> WHAT IS NEEDED: Scan the records for the line containing "Where can the lance-shaped"; extract it and all later lines, verbatim, through the end, and nothing before it.

> EXTRACTED INFORMATION:
☆ ☆ ☆

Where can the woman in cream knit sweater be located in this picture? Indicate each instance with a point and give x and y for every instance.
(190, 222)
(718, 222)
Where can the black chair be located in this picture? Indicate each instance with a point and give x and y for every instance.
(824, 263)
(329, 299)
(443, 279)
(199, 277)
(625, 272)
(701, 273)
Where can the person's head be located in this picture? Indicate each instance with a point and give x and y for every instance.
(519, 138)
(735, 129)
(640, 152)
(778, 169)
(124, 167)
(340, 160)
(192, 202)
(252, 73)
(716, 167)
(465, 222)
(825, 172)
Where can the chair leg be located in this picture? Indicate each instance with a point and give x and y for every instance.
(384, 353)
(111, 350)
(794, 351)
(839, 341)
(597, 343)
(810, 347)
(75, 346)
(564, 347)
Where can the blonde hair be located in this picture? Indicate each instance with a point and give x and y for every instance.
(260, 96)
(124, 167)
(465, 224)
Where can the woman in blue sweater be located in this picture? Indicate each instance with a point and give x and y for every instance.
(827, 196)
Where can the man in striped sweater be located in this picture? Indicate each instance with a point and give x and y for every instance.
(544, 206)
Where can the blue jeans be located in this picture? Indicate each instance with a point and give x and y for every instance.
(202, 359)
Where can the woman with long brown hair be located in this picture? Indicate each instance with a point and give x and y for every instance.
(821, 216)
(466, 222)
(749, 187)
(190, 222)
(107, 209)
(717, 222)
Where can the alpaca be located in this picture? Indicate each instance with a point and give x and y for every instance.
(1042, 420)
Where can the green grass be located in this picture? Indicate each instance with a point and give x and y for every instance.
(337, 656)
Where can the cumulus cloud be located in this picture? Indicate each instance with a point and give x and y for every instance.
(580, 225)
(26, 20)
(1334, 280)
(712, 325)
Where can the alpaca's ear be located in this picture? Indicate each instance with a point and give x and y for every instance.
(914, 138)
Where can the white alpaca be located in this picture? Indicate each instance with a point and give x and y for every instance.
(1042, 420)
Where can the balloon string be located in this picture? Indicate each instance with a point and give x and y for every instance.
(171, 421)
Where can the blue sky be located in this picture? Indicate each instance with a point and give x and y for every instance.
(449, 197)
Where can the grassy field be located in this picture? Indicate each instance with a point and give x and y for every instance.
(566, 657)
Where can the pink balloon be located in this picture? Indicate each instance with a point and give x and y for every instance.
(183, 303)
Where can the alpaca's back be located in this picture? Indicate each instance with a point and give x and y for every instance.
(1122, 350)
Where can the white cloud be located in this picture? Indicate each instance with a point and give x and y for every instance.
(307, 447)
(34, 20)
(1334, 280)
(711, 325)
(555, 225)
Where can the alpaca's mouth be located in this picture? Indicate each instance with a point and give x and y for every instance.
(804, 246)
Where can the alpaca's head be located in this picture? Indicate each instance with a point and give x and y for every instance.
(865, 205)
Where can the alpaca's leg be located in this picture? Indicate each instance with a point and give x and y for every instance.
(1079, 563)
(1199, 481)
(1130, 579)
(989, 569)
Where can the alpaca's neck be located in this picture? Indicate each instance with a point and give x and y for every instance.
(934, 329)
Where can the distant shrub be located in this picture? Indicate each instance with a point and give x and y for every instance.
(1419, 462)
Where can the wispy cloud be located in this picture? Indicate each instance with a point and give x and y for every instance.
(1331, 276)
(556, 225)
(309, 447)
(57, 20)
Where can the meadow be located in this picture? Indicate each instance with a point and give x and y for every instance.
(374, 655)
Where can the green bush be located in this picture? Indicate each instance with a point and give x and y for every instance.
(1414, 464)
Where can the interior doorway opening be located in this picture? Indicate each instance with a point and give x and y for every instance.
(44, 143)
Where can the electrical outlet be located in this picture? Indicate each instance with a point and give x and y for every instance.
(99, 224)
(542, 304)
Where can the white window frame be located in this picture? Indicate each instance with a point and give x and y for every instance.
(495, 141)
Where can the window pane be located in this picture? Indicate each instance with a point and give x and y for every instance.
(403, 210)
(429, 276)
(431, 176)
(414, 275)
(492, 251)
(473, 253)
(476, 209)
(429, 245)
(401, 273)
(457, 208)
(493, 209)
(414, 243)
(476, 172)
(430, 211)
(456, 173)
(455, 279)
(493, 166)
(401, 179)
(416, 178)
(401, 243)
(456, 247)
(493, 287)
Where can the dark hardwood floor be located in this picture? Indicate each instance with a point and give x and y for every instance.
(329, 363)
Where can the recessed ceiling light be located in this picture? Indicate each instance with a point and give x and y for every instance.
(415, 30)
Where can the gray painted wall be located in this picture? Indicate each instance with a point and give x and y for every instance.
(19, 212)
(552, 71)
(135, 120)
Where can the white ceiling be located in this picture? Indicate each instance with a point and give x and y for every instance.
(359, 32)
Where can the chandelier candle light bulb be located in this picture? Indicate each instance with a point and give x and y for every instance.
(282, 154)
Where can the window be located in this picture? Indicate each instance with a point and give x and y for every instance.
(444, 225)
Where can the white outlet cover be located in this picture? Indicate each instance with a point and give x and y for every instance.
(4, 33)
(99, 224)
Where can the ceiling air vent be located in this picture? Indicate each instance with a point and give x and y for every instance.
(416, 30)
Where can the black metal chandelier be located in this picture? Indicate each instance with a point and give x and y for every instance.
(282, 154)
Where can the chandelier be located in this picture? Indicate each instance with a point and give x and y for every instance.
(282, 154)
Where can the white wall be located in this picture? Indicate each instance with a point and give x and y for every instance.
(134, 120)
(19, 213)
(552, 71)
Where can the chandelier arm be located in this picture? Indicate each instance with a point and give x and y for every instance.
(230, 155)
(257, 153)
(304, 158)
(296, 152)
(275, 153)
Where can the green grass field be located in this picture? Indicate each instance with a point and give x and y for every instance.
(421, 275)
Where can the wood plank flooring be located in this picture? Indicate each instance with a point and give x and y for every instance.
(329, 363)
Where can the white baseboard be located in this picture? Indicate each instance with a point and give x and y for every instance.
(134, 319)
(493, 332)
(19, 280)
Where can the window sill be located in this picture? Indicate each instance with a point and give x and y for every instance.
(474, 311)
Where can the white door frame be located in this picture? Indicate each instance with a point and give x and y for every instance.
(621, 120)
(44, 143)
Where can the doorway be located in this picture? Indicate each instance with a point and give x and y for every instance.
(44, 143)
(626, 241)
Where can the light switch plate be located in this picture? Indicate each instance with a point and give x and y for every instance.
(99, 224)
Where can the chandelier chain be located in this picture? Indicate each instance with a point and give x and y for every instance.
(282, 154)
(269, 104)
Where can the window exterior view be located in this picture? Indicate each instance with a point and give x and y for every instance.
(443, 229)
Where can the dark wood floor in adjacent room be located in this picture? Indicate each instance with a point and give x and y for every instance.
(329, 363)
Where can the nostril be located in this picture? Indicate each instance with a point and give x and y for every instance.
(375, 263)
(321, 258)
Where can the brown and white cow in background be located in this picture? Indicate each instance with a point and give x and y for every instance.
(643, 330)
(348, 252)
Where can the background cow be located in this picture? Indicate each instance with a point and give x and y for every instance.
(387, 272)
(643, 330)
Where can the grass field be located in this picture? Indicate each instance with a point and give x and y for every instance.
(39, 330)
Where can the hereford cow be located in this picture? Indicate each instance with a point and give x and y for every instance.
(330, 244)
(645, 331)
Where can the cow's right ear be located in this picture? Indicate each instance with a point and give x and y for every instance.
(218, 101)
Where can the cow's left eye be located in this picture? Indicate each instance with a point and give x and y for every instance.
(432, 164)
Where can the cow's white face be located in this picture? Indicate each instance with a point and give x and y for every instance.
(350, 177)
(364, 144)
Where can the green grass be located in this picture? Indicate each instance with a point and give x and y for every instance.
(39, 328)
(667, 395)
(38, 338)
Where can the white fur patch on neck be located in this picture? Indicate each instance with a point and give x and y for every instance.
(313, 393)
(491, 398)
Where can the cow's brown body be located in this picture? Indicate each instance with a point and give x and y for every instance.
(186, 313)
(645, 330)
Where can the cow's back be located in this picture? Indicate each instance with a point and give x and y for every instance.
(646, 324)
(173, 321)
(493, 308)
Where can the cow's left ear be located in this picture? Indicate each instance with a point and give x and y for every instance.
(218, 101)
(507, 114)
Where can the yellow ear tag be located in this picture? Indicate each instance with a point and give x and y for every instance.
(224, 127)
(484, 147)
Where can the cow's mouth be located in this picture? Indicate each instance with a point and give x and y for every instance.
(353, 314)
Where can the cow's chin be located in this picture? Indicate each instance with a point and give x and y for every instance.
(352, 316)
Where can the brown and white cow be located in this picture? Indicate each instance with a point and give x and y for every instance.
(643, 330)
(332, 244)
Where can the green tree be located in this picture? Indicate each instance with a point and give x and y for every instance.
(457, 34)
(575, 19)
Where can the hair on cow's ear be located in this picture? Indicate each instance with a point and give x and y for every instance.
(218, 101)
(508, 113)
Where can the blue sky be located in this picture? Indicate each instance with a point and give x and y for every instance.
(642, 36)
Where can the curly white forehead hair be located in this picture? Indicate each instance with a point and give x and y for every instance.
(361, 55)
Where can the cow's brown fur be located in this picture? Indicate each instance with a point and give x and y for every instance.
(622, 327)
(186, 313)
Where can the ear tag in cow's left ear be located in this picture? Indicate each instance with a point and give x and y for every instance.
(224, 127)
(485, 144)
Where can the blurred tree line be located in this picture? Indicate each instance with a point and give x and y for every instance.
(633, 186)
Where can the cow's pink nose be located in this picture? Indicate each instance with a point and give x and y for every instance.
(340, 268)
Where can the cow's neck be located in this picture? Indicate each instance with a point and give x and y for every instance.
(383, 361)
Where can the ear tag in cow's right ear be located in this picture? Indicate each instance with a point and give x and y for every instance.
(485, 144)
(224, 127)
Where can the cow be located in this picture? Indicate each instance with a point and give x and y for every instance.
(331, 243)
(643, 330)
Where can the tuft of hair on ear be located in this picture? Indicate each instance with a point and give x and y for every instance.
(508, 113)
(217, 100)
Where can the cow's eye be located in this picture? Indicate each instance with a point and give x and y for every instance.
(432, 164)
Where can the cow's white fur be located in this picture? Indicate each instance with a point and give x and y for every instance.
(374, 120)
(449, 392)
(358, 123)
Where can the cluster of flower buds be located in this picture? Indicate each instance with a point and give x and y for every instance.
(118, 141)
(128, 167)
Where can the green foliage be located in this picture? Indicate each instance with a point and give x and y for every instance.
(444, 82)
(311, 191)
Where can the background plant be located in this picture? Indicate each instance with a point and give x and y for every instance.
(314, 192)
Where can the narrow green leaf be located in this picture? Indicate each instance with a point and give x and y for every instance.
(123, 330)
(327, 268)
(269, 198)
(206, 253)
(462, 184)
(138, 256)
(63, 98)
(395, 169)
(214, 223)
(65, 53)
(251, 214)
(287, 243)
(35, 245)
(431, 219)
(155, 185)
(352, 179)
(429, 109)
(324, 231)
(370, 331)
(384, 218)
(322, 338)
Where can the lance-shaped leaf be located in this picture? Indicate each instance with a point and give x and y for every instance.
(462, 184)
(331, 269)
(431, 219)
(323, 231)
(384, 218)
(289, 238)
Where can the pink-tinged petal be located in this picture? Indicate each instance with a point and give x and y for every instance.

☆ ☆ ☆

> SOLVED PROBLEM:
Where can the lance-shaped leaf be located in this picture? Indicate each instance with a point and give x and y for every instance.
(462, 184)
(331, 269)
(431, 219)
(323, 231)
(384, 218)
(289, 238)
Where can the pink-tinged petal be located in this picture? Indicate each instance with a point and give x and y for every instance.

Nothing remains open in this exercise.